(Location identification items)
═══

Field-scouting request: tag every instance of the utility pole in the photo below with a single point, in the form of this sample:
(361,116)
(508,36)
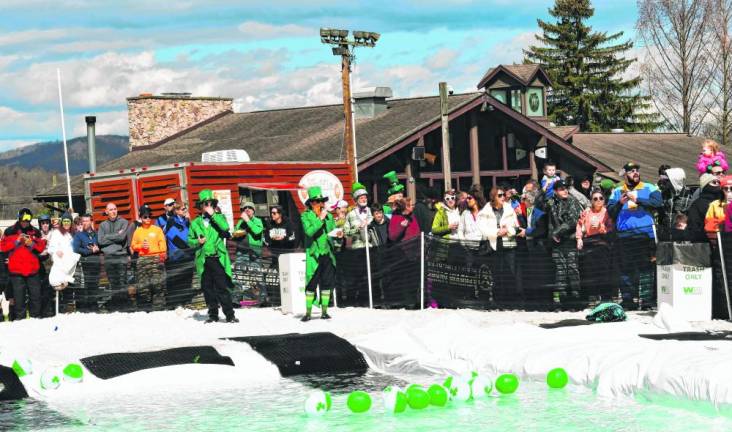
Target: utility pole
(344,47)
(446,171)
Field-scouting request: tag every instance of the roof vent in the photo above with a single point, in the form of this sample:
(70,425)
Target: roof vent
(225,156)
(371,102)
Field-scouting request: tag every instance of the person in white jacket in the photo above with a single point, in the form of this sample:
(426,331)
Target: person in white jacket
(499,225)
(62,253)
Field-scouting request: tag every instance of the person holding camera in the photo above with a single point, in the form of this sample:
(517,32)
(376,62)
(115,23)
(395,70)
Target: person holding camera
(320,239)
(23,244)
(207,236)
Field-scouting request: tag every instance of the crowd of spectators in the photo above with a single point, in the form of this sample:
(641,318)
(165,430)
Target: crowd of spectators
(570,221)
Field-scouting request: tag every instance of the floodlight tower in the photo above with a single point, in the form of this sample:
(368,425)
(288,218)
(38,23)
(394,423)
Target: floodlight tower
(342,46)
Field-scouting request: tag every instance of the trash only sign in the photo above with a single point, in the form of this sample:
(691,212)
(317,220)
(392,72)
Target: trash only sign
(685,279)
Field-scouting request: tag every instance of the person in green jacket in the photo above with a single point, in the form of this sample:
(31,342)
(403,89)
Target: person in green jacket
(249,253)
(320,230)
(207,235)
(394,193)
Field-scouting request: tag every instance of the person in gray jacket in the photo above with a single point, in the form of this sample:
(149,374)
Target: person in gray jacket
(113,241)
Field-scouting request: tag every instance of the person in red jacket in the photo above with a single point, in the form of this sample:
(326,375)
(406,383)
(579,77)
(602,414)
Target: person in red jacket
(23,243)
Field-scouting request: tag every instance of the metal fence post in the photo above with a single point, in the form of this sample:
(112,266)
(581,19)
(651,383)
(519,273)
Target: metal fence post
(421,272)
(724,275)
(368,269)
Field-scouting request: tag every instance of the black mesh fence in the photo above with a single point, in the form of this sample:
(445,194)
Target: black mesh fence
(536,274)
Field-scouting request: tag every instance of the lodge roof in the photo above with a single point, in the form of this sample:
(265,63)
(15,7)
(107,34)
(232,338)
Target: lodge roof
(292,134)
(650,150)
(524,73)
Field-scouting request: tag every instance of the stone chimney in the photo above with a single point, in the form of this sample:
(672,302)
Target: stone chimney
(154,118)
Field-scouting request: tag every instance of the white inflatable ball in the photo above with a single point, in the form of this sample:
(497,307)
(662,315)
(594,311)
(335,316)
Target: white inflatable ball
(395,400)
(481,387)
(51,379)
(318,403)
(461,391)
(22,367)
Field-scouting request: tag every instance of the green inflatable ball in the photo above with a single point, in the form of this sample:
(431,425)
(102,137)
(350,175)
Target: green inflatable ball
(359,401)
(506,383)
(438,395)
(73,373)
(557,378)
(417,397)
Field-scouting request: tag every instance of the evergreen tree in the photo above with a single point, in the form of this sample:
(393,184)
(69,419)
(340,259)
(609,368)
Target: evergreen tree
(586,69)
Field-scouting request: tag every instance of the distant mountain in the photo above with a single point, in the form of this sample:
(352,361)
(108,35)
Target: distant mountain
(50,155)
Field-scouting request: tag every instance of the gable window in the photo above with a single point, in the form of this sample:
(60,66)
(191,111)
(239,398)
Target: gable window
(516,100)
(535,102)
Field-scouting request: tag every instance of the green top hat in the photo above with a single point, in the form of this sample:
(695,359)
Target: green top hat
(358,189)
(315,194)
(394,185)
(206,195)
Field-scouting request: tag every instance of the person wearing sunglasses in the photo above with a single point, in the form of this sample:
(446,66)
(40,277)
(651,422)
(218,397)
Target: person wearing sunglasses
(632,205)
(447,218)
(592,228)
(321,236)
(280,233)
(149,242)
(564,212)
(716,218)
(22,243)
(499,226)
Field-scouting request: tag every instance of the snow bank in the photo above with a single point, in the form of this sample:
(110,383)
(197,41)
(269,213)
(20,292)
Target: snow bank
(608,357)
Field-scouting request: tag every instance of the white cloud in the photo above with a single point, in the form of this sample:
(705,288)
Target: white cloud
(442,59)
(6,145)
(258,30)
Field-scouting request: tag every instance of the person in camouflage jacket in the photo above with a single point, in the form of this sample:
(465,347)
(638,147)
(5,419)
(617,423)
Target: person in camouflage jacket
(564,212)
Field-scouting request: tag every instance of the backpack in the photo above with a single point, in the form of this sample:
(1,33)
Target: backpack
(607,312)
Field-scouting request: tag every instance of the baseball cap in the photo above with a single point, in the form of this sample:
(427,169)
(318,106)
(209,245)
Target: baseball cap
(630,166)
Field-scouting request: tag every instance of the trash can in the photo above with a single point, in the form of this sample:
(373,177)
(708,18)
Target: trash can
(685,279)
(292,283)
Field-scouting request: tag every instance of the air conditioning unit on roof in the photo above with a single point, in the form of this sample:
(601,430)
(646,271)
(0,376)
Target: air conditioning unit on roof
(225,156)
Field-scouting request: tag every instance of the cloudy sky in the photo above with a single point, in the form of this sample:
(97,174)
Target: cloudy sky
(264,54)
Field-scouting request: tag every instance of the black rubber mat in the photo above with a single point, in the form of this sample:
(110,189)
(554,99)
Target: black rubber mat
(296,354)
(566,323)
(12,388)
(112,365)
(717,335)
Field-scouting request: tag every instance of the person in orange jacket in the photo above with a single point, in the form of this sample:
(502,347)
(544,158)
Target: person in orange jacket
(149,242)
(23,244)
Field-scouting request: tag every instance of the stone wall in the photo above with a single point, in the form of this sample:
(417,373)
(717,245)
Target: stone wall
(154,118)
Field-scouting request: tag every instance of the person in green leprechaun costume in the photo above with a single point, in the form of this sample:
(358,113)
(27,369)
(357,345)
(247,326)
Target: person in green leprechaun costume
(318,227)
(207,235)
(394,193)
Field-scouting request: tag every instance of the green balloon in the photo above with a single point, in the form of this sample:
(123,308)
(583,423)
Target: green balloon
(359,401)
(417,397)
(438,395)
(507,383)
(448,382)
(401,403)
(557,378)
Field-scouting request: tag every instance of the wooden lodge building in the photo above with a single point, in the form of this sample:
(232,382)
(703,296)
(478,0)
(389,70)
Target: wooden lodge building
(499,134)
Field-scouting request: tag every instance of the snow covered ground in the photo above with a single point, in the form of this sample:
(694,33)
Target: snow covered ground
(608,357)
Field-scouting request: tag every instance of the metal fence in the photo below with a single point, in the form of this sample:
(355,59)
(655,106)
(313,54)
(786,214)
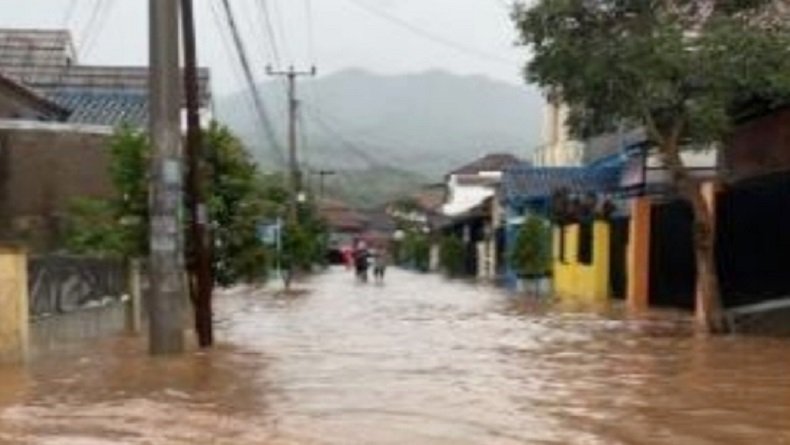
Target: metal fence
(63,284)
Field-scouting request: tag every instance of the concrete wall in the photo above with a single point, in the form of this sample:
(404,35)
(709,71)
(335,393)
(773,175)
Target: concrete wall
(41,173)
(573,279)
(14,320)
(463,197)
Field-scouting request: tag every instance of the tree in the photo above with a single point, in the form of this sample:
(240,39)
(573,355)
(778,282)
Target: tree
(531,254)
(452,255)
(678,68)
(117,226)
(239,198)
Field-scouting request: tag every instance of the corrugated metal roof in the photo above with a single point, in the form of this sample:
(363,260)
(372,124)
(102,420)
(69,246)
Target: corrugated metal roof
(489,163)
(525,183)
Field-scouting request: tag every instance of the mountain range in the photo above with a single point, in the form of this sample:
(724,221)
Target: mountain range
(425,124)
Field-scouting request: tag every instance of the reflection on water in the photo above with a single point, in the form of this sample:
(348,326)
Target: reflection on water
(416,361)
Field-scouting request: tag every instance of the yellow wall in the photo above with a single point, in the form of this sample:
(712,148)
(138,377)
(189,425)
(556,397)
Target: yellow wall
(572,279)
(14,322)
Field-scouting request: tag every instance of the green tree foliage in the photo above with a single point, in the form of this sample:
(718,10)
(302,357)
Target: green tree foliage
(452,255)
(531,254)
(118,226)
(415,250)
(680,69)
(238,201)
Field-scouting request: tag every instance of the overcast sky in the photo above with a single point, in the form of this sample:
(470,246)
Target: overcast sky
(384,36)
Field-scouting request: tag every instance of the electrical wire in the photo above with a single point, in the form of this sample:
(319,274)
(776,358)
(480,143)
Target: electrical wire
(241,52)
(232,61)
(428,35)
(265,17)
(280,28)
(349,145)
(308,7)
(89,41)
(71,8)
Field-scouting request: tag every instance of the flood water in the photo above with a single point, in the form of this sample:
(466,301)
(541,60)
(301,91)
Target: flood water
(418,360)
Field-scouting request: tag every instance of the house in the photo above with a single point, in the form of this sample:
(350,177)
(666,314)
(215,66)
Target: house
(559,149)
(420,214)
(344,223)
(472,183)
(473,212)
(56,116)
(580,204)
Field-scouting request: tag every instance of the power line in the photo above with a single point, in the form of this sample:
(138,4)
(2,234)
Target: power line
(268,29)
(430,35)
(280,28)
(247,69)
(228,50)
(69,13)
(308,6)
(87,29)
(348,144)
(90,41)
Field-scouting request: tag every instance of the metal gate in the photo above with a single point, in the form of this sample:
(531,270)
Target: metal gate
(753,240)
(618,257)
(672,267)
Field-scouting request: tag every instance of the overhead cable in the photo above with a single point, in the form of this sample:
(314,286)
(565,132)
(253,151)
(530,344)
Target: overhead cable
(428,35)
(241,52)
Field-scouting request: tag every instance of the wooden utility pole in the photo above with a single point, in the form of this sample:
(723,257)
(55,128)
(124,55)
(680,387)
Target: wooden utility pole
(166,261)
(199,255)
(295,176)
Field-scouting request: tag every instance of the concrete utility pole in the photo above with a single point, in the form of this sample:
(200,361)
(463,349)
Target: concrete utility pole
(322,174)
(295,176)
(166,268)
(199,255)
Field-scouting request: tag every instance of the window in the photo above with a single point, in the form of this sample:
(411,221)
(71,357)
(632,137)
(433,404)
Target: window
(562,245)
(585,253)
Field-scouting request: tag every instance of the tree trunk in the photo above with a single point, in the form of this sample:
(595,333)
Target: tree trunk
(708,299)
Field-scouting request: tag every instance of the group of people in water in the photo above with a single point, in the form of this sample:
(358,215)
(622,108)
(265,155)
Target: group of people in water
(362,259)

═══

Render the lines of the material as a numbered list, omitting blank lines. Begin at the line that contains "Field-scouting request: tag every instance of the tree trunk" and stop after the last line of the material.

1. Field-scouting request: tag every instance of the tree trunk in the photo above with a single point, in the form of this sample:
2. (595,333)
3. Target: tree trunk
4. (708,299)
5. Field-scouting request: tag every instance of the group of people in water in the photo above with a single point, in the form of this sample:
6. (358,215)
7. (622,108)
8. (265,155)
9. Target: group of people in water
10. (362,259)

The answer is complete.